§ Goal: Reproduce every one of the records below verbatim, from the first line to the last.

☆ ☆ ☆ ☆ ☆ ☆ ☆

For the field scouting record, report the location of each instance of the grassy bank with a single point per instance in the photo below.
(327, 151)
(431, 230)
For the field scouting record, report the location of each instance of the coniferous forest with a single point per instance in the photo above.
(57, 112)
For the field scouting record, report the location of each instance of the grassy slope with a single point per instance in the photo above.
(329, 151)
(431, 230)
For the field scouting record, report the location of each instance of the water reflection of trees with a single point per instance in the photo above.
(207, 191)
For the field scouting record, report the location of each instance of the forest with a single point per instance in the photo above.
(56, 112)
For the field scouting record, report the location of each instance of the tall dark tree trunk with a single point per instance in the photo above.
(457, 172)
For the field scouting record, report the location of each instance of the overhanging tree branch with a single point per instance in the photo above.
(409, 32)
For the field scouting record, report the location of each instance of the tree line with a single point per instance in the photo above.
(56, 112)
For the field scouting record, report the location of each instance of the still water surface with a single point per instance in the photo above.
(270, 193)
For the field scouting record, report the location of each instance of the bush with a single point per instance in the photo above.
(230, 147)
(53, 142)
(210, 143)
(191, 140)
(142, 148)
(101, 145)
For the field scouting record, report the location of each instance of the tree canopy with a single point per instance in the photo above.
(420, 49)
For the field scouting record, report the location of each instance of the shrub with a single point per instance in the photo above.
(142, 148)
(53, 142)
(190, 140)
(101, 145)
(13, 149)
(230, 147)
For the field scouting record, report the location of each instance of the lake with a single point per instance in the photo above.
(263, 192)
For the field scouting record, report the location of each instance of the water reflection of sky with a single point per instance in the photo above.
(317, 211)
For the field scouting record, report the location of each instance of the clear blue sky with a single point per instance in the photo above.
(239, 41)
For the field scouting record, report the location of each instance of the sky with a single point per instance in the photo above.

☆ ☆ ☆ ☆ ☆ ☆ ☆

§ The solution:
For the field scouting record, report the location of each instance of the grassy bank with a single point per instance in the photo below.
(327, 151)
(431, 230)
For the field scouting record, report the location of each instance of the coniferous forest with a single point per instance in the photo above.
(57, 112)
For the field scouting record, report the location of each instance of the grassy slope with a single point per instance in the photo above.
(329, 151)
(431, 230)
For the field scouting record, report the location of each instance of the water reflection of trees with a single point per instance in the photo above.
(207, 191)
For the field scouting record, report the location of each instance of the forest with a single point per instance in the photo above.
(56, 112)
For the field scouting record, report the location of each instance of the tall dark tree trunk with a single point per instance in the photo above.
(457, 172)
For the field scouting record, report the location of each instance of the overhanging tree branch with a single point per instance in the photo above.
(409, 32)
For the field scouting record, report the location of each instance of the tree line with a single point per instance in the photo above.
(56, 112)
For the field scouting record, report the location of each instance of the still water surface with a single point per instance in the photo above.
(270, 193)
For the field scouting record, report the location of each instance of the bush with a single point per instance in the photo above.
(230, 147)
(53, 142)
(210, 143)
(191, 140)
(142, 148)
(101, 145)
For the field scouting record, report the location of each instance of the tree canopy with a single point per instance in the photo above.
(420, 49)
For the field scouting record, report the location of each instance of the shrub with a single point per instance in the photo above.
(142, 148)
(53, 142)
(190, 140)
(101, 145)
(13, 149)
(230, 147)
For the field scouting record, report the location of each instance of the lake with a single point per instance in the photo above.
(263, 192)
For the field scouting record, report the location of each instance of the water reflection of sky with a single point per instance in the photo above.
(317, 211)
For the field scouting record, report the location of each instance of the clear blue sky with a single point per instance in the photo above.
(239, 41)
For the field scouting record, report the location of each instance of the sky with a single point per instance in the photo above.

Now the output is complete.